* **Goal of the exercise**
Beginning with the line that contains "Target: tree silhouette", extract each line through the end of the listing below, with no additions or omissions.

* **Data provided**
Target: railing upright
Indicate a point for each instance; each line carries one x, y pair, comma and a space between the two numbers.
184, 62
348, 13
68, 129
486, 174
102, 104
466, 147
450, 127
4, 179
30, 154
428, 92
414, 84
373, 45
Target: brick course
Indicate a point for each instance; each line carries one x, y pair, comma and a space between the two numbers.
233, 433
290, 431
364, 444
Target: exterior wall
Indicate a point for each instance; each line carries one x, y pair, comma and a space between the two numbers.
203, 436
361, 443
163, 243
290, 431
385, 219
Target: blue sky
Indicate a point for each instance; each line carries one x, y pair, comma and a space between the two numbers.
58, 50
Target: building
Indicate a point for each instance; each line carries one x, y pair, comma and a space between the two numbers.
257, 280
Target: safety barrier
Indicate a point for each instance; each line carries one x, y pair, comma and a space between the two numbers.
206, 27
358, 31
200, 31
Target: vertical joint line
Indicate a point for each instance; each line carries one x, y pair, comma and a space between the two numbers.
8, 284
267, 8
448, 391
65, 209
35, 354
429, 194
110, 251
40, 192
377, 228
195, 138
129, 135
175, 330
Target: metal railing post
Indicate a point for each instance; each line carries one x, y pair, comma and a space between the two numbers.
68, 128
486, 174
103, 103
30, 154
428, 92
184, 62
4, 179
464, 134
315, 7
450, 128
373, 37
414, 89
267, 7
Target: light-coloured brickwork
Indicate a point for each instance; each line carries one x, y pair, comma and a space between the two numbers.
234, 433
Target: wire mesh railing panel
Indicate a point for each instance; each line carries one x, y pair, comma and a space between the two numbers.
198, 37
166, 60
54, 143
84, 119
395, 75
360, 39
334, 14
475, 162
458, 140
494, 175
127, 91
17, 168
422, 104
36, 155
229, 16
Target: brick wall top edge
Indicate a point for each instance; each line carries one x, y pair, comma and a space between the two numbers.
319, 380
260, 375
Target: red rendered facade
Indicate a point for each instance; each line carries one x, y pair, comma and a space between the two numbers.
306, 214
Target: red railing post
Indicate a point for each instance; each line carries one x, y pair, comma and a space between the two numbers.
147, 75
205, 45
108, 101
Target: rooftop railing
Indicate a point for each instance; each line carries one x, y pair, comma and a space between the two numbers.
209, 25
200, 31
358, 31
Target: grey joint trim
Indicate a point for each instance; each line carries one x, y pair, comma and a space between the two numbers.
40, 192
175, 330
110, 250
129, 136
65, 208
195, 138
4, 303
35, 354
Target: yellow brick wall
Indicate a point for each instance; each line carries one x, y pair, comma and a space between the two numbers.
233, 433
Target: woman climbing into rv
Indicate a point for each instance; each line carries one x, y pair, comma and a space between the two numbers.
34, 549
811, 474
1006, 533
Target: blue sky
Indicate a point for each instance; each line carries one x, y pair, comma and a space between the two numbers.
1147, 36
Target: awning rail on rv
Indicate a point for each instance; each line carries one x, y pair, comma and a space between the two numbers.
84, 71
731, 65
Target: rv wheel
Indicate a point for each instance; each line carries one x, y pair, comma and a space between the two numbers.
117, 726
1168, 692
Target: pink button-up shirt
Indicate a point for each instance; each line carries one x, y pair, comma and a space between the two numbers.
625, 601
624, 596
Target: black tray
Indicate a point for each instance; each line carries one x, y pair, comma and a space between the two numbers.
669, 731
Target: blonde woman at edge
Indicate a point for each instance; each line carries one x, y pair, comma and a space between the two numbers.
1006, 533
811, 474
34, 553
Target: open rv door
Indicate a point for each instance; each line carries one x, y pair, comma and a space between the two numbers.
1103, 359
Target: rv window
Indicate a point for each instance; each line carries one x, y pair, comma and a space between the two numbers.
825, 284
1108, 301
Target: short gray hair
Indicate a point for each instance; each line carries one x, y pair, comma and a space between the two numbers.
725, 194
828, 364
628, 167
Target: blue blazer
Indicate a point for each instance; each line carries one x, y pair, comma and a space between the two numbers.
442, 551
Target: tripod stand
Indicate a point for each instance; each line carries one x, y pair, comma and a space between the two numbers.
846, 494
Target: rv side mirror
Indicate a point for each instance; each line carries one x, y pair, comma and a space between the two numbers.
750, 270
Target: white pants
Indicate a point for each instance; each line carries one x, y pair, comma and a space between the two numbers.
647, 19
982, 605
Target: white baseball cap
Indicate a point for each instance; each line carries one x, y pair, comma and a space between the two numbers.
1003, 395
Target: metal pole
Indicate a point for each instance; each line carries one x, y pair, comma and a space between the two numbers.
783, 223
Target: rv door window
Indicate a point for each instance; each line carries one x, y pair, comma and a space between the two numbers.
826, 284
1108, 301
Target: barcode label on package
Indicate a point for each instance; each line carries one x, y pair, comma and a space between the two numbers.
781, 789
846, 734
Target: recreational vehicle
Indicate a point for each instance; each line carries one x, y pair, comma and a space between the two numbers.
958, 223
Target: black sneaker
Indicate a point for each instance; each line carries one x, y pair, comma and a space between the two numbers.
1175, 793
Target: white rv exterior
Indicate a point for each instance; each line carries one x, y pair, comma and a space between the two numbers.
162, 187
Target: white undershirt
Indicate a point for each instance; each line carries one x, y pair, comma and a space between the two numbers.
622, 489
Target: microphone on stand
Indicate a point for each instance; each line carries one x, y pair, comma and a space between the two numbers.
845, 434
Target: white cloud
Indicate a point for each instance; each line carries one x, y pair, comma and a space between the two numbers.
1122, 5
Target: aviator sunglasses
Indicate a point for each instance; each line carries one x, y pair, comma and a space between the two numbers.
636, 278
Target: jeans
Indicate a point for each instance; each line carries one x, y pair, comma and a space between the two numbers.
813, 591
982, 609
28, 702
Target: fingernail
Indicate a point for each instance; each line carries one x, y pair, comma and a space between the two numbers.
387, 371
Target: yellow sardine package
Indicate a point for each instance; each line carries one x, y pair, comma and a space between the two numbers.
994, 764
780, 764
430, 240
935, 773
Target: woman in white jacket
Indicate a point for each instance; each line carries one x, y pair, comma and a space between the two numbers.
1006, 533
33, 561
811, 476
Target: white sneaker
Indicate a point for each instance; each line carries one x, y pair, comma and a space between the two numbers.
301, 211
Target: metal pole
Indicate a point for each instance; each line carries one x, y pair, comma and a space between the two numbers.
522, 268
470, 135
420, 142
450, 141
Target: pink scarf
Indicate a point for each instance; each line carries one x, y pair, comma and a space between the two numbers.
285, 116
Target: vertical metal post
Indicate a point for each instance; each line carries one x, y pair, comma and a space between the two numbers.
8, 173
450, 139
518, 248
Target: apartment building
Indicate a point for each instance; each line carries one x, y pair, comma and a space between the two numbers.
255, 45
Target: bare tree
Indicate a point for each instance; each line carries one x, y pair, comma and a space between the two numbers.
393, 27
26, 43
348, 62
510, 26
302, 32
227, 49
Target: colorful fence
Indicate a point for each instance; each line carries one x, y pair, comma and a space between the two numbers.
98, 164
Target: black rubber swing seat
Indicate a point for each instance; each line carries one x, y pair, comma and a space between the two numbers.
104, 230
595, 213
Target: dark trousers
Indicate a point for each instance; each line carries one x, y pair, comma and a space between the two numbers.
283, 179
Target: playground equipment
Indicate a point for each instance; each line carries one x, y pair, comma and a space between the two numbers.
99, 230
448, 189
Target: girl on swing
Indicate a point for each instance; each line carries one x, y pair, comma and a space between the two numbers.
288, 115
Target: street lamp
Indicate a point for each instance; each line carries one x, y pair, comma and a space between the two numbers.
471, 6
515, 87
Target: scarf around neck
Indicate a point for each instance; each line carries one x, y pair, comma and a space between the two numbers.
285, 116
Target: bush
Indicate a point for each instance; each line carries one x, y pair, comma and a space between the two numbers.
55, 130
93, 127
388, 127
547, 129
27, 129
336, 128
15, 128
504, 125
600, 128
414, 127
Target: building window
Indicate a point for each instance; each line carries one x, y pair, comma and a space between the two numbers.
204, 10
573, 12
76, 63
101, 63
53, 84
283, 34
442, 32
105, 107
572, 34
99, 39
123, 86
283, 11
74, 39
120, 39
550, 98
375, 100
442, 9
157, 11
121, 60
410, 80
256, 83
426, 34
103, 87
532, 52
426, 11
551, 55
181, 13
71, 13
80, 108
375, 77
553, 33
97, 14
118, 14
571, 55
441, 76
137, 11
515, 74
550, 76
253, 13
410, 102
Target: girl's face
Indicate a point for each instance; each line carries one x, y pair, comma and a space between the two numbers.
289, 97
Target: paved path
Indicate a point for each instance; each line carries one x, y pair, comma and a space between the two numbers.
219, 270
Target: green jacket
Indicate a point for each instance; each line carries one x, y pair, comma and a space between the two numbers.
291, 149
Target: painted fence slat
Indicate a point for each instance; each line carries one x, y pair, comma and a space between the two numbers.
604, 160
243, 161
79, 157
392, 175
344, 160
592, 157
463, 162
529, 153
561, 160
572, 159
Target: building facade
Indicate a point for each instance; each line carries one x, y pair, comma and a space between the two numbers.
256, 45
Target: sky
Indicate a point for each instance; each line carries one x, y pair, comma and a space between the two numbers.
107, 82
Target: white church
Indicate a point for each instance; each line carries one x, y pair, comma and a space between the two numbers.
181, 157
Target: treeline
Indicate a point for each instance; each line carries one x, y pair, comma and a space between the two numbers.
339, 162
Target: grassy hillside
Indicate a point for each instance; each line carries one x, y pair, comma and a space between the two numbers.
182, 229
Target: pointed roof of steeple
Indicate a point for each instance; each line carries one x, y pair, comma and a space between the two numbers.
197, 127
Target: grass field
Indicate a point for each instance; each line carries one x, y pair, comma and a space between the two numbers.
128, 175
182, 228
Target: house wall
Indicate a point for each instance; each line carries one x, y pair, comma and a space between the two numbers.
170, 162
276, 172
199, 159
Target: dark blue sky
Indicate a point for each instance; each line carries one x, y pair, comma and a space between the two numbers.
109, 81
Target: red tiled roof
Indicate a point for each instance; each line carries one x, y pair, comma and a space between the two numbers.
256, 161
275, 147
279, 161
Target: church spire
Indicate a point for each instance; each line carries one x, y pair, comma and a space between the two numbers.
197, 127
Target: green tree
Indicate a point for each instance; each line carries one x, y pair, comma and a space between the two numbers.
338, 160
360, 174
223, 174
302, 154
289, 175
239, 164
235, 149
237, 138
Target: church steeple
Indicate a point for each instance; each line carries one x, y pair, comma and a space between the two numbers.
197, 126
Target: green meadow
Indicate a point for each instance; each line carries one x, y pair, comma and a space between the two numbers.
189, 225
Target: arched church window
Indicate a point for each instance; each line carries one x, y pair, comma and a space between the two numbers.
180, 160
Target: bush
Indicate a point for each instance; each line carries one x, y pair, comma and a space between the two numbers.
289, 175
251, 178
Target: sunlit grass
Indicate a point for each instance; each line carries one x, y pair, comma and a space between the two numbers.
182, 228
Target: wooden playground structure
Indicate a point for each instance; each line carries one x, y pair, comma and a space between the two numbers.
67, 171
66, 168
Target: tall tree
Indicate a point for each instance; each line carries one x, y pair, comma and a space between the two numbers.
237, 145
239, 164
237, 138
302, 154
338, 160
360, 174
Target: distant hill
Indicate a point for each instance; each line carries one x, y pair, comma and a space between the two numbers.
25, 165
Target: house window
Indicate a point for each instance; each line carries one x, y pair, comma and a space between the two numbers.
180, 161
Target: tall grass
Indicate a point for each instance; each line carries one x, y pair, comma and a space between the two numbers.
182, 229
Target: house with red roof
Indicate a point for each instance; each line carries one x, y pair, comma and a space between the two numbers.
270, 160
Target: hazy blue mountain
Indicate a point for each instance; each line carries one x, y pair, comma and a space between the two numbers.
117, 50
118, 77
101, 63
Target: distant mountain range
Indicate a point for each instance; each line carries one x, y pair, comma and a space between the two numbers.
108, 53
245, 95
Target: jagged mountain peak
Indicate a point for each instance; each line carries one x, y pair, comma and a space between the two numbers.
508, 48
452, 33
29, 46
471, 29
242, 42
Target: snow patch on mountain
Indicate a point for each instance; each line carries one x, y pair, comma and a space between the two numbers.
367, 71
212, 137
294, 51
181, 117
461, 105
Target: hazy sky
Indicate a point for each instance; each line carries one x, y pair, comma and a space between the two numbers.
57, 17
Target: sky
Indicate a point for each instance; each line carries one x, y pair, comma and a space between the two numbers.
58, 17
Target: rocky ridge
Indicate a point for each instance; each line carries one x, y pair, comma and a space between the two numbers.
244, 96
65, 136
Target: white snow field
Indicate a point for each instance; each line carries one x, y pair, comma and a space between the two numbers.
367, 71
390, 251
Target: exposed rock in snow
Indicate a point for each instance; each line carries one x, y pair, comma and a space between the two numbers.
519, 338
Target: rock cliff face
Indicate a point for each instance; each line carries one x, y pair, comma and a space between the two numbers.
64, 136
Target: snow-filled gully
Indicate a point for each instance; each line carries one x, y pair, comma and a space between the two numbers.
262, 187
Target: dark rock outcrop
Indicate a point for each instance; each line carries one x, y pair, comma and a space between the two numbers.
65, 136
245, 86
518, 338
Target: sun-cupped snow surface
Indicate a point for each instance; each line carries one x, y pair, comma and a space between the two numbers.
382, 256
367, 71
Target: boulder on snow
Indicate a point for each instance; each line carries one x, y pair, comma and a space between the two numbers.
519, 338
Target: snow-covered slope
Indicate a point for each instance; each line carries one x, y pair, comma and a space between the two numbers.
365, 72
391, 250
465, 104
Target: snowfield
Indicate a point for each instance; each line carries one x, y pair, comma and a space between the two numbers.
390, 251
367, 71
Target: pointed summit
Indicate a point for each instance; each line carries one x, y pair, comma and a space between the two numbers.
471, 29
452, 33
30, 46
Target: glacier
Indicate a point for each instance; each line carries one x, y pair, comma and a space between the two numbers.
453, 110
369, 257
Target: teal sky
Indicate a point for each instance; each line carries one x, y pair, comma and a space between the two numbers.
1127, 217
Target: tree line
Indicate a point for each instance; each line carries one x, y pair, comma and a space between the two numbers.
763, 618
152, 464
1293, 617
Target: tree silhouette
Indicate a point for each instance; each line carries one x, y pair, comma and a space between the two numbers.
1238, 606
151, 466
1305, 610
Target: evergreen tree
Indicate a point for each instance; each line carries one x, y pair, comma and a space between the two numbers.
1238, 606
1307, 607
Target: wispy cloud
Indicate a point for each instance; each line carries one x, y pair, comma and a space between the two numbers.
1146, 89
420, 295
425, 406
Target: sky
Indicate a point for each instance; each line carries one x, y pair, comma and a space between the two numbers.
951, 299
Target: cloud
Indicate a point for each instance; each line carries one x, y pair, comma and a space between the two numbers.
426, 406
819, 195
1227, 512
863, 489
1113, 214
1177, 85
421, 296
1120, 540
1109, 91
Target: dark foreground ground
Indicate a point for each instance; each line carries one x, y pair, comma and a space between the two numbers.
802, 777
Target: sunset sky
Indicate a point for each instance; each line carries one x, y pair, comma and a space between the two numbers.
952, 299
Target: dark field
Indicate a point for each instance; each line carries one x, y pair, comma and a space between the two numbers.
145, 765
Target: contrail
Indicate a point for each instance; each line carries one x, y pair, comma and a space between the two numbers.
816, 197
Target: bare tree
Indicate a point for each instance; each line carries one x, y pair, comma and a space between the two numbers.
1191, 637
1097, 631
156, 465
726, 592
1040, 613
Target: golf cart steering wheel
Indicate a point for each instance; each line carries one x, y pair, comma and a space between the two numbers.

* **Solution for this problem**
Target: tree silhouette
Indicate a point for each instance; each line carries one x, y pair, comma and a space between the two numbers.
1238, 606
151, 466
1305, 610
Target: evergreen tree
Indicate a point for each instance; each line carries one x, y pair, comma and a space between the two numbers.
1238, 606
1307, 607
Target: wispy cloud
Indicate a point for each instance; each line carries one x, y pair, comma and a space between the two numbers.
1146, 89
420, 295
425, 406
Target: sky
Indicate a point for each instance; each line carries one x, y pair, comma and a space between the two numbers.
951, 299
Target: cloud
Indicate a point for each instance; each line carries one x, y pair, comma and a space between the two numbers.
426, 406
819, 195
1227, 512
863, 489
1113, 214
1177, 85
421, 296
1120, 540
1109, 91
Target: dark foreground ground
Indicate a point for each instance; each line carries one x, y pair, comma and a space between the two numbers.
802, 777
Target: sunset sky
Indicate a point for each instance; each line carries one x, y pair, comma and a space between the two numbers.
952, 299
Target: dark field
Indicate a point for each instance; each line carries one x, y pair, comma and a space between the two numbers.
145, 765
Target: contrail
Indicate a point for each instance; each line carries one x, y pair, comma and a space between the two numbers.
816, 197
Target: bare tree
Indicate a point for each instance; each line carries one x, y pair, comma and a space between the two numbers.
1191, 637
1097, 631
156, 465
726, 592
1040, 613
Target: golf cart steering wheel
Indicate a point for each instance; each line carries one x, y pair, comma and a space between the two numbers.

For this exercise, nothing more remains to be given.